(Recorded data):
################

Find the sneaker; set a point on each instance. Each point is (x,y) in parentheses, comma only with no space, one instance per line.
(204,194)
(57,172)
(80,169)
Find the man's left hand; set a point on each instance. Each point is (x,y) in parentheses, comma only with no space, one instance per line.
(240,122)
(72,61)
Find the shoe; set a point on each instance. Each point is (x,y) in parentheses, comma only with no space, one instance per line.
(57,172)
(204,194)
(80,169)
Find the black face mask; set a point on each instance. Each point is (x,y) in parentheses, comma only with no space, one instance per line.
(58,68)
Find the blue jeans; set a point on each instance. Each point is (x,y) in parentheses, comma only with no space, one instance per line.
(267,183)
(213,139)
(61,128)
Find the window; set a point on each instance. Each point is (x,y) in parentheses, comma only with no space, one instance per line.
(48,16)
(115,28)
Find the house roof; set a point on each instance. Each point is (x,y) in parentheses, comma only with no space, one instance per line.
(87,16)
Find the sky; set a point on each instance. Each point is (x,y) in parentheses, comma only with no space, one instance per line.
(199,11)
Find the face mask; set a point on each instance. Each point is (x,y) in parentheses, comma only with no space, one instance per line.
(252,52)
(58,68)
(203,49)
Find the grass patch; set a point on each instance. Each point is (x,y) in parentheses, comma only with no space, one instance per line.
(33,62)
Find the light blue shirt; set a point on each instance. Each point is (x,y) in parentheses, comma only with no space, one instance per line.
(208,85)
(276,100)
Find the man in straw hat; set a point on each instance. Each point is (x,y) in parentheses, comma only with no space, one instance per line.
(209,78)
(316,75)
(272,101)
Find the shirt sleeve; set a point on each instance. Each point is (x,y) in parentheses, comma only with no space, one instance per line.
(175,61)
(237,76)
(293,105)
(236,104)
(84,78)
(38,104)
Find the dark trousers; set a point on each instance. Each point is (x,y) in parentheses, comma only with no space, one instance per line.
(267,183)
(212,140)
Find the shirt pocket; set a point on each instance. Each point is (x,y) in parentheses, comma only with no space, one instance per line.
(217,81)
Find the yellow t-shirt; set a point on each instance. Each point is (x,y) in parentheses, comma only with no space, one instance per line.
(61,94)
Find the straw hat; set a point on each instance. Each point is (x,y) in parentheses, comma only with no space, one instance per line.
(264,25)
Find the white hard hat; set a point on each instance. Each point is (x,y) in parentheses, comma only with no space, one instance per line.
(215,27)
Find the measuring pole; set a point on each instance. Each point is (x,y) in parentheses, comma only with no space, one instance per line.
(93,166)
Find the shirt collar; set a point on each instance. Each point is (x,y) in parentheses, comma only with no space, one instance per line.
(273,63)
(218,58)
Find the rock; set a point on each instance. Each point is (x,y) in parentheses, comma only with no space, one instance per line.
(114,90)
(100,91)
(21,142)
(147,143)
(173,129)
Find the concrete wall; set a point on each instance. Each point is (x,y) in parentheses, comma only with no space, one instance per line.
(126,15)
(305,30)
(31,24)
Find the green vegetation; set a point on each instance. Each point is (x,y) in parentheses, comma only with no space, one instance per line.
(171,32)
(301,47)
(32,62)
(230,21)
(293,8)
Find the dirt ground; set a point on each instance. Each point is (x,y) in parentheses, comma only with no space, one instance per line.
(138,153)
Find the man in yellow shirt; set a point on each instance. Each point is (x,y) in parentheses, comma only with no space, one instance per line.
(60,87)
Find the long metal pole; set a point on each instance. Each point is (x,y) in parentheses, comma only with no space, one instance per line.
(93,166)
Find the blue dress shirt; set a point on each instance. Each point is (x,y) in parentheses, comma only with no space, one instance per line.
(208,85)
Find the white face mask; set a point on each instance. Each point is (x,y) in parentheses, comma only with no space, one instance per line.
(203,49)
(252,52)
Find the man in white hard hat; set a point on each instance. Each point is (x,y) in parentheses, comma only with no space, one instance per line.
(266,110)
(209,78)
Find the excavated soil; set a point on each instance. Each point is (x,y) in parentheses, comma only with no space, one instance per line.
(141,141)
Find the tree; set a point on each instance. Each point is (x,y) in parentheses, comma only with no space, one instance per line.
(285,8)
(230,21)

################

(TASK OBJECTIVE): Set down all of the entries exactly, please.

(THE RESULT):
Find the sneaker; set a point on each instance. Each point is (x,y) in parentheses, comma only with no space, one instance per line.
(204,194)
(57,172)
(80,169)
Find the man's left hand; set a point on each instance. Each point is (x,y) in parentheses, comma only with no space, one instance per line.
(240,122)
(72,61)
Find the shoe; set a point on each instance. Each point is (x,y) in parentheses, comma only with no space, one instance per line.
(57,172)
(204,194)
(80,169)
Find the black face mask; set a point on each instance. Each point is (x,y) in parentheses, comma only with no space, one instance per line.
(58,68)
Find the blue jeans; set a point on each instance. Each point is (x,y) in parentheses, comma only with no space, one instance per line.
(267,183)
(213,139)
(61,128)
Find the window; set a point on each instance. Each point is (x,y) in parentheses, comma only with no space, one instance per line.
(48,16)
(115,28)
Find the house roof; set a point on each instance. Each point is (x,y) in parentheses, comma only with no space, one instance per line.
(87,16)
Find the sky; set a point on each instance. Each point is (x,y) in parentheses, comma only with no space, one instance per line.
(199,11)
Find the face mask; set a point on each instance. Each point is (x,y) in parentheses, comma only with no space, one instance per line.
(252,52)
(58,68)
(203,49)
Find the grass patch; set a point on each instance. Each point is (x,y) in parentheses, comma only with no space, one instance per line.
(33,62)
Find the light blue shirt; set a point on each instance. Each point is (x,y) in parentheses, comma only with no space, one instance per line.
(208,85)
(276,100)
Find the man in straw hat; set a point on each instance. Each point is (x,y) in parentheses, comma only with no space, one instance per line.
(209,78)
(316,75)
(272,101)
Find the shirt sleeve; set a point on each instance. Each point is (x,y) in parentheses, comma only with no space, one instance per line.
(175,61)
(237,76)
(293,105)
(236,104)
(84,78)
(38,104)
Find the dark trousers; set a point on each instance. Each point is (x,y) in parentheses, comma only with no space, one instance per line.
(267,183)
(212,140)
Find the shirt pocket; set a point on each instance. Each point is (x,y) in parentheses, comma only with no space, one instance per line.
(217,81)
Find the yellow t-shirt; set a point on each instance. Each point is (x,y) in parentheses, comma only with no space, one instance per line.
(61,94)
Find the straw hat; set a point on each instance. Each point is (x,y) in parentheses, comma only with no space, one instance per line.
(264,25)
Find the white hard hat; set a point on each instance. Each point is (x,y) in parentheses, comma only with no space, one instance per line.
(215,27)
Find the measuring pole; set a point on each instance. Each point is (x,y) in parentheses, comma only with no space, one instance per line.
(93,166)
Find the shirt collar; set a point on each instance. Each point is (x,y) in parentheses, comma only with no space, one instance per line.
(273,63)
(218,58)
Find the rock; set a point on each instance. Each point is (x,y) in parentheses, comma only with no space, one instance per line.
(114,90)
(100,91)
(21,142)
(147,143)
(173,129)
Find the concrete wall; set a point on each instance. Each point is (x,y) in parentheses, comma only with no space, one instance per line.
(126,15)
(305,30)
(31,24)
Find the green vegetation; set a point on each instance. Each point is (x,y) in parentheses, comma only with no space, one instance per line.
(171,32)
(301,47)
(32,62)
(230,21)
(293,8)
Find the dirt ground; set a point on each instance. Each point is (x,y) in parentheses, comma only with no space, one instance per line.
(138,153)
Find the man in yellow shirt; set a point on each instance. Each point is (x,y) in parentheses, comma only with no space, one instance per line.
(60,87)
Find the long metal pole; set a point on each instance. Each point is (x,y) in parentheses, comma only with no space, one instance per line.
(93,166)
Find the blue dress shirt; set a point on each instance. Each point is (x,y) in parentheses, comma only with no space, one instance per line.
(208,85)
Find the white face mask; set a point on each instance. Each point is (x,y) in parentheses, comma only with no space, one instance per line.
(203,49)
(252,52)
Find the man in white hard hat; set a point on each instance. Each point is (x,y) in parentheses, comma only with no space, one instance per line.
(266,110)
(209,78)
Find the excavated soil; set a point on each instance. Each point is (x,y) in parentheses, comma only with no space, one instance per line.
(141,141)
Find the tree; set a point on each instance. Each point is (x,y) in parentheses, comma only with no space, one instance per line.
(285,8)
(230,21)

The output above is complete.